Report each line of the entries that contains the word "this", copied in full.

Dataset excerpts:
--------

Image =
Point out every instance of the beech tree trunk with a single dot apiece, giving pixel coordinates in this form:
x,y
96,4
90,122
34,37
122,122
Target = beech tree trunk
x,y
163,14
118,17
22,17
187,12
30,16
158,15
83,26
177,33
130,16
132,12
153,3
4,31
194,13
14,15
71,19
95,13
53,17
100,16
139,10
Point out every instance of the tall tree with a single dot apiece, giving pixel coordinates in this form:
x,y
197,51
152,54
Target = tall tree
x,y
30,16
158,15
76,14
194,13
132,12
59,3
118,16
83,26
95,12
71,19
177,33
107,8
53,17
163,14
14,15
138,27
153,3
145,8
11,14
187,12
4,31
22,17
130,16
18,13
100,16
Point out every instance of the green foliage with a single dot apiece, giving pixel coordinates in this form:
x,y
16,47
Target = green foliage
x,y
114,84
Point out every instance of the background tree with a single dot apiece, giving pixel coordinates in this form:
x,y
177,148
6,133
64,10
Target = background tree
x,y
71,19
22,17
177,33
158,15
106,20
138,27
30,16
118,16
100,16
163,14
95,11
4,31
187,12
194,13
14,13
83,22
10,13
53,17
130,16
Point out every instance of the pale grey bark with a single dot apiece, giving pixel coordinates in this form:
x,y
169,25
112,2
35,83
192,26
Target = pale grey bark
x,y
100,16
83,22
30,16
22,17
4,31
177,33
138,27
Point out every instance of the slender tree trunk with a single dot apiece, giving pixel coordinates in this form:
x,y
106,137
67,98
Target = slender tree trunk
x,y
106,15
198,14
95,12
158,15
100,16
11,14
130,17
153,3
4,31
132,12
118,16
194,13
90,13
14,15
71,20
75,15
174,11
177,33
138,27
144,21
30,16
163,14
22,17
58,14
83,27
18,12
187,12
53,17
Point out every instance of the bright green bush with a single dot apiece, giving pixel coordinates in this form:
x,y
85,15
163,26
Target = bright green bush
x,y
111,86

--------

ANSWER SECTION:
Point out every instance of the beech tree trunk with a single dot apiece, giving pixel coordinates in this form:
Point out every instance of the tall tree with a single dot apiece, giving pixel coordinates in this form:
Point out every instance of the green foliage with a single dot apiece, giving pixel coordinates in this form:
Point out every instance of the background tree with a single dot apiece, giving pixel coordinates in this form:
Point out every instance of the pale grey bark with a single dot apiece, giving pixel coordinates in this form:
Point out every instance of the slender tree trunk with a single dot apiece, giving pixel coordinates in this form:
Point out every instance of the bright green bush with a single dot apiece, giving pixel coordinates in this form:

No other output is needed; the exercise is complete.